● Records for this exercise
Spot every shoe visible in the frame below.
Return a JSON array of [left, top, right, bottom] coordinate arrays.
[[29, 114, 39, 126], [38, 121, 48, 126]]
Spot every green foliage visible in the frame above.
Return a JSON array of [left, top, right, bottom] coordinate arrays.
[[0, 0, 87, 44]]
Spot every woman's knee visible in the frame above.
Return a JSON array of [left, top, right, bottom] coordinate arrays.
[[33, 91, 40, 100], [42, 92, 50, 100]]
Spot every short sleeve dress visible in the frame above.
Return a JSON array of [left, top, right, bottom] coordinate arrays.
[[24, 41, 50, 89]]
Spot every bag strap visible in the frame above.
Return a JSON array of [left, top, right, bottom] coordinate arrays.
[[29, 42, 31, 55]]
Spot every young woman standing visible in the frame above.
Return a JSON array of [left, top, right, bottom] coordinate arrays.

● Task description
Convert every line of the listing above into a JSON list of strings, one string per line, leaving out blank lines.

● Reply to the task
[
  "Spot every shoe visible in the frame below.",
  "Return a JSON array of [left, top, right, bottom] coordinate arrays.",
  "[[29, 114, 39, 126], [38, 121, 48, 126]]",
  "Spot every green foliage visible in the frame above.",
  "Return a JSON array of [left, top, right, bottom] coordinate arrays.",
  "[[0, 0, 87, 44]]",
  "Spot every woman's knee visible in the frame above.",
  "Return a JSON array of [left, top, right, bottom] coordinate arrays.",
  "[[33, 91, 40, 100], [42, 92, 50, 100]]",
  "Spot every short sleeve dress visible in the frame above.",
  "Return a JSON array of [left, top, right, bottom] coordinate arrays.",
  "[[24, 41, 50, 89]]",
  "Spot every bag strap visible in the frame above.",
  "Return a JSON array of [left, top, right, bottom] coordinate arrays.",
  "[[29, 42, 31, 55]]",
  "Spot every young woman standing visible in the frame above.",
  "Return a JSON array of [left, top, right, bottom] coordinate arrays."
]